#### Assignment:
Please find all lines in the data that hold the string "baseboard" and copy them.

#### Region pointing data:
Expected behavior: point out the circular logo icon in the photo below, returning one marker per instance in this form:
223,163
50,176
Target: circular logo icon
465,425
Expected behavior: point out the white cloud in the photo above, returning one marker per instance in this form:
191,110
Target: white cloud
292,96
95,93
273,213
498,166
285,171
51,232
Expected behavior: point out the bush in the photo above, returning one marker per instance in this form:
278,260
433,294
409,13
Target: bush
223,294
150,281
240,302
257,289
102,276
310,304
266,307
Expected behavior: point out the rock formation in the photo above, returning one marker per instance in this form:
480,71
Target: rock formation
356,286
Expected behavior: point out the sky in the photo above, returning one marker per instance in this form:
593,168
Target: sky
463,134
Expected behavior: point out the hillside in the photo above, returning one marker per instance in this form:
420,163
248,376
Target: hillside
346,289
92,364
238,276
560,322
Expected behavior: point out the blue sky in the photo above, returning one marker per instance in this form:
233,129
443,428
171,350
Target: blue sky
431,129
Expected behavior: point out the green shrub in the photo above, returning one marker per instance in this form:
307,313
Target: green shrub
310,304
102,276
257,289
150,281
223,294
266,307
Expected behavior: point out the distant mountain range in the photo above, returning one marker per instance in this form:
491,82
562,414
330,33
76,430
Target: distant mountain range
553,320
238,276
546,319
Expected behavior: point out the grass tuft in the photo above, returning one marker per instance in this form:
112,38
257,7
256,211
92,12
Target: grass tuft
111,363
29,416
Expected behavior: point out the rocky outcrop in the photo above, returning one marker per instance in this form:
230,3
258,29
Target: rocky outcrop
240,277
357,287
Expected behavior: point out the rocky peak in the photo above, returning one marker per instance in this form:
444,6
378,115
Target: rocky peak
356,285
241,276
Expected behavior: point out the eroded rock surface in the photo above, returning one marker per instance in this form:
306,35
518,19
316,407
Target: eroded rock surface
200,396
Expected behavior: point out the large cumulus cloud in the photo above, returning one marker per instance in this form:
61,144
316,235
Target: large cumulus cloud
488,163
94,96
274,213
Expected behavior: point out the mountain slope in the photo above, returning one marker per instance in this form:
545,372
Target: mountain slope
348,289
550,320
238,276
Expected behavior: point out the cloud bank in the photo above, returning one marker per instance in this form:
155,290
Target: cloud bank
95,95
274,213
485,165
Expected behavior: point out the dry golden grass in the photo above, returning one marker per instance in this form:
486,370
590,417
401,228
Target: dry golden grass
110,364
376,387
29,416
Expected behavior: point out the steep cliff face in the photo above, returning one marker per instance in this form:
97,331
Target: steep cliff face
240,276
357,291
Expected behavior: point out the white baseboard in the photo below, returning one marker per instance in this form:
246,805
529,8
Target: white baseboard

#### Answer box:
Expected behavior: point out the white baseboard in the photo below, returning one marker per instance in this form:
Target: white baseboard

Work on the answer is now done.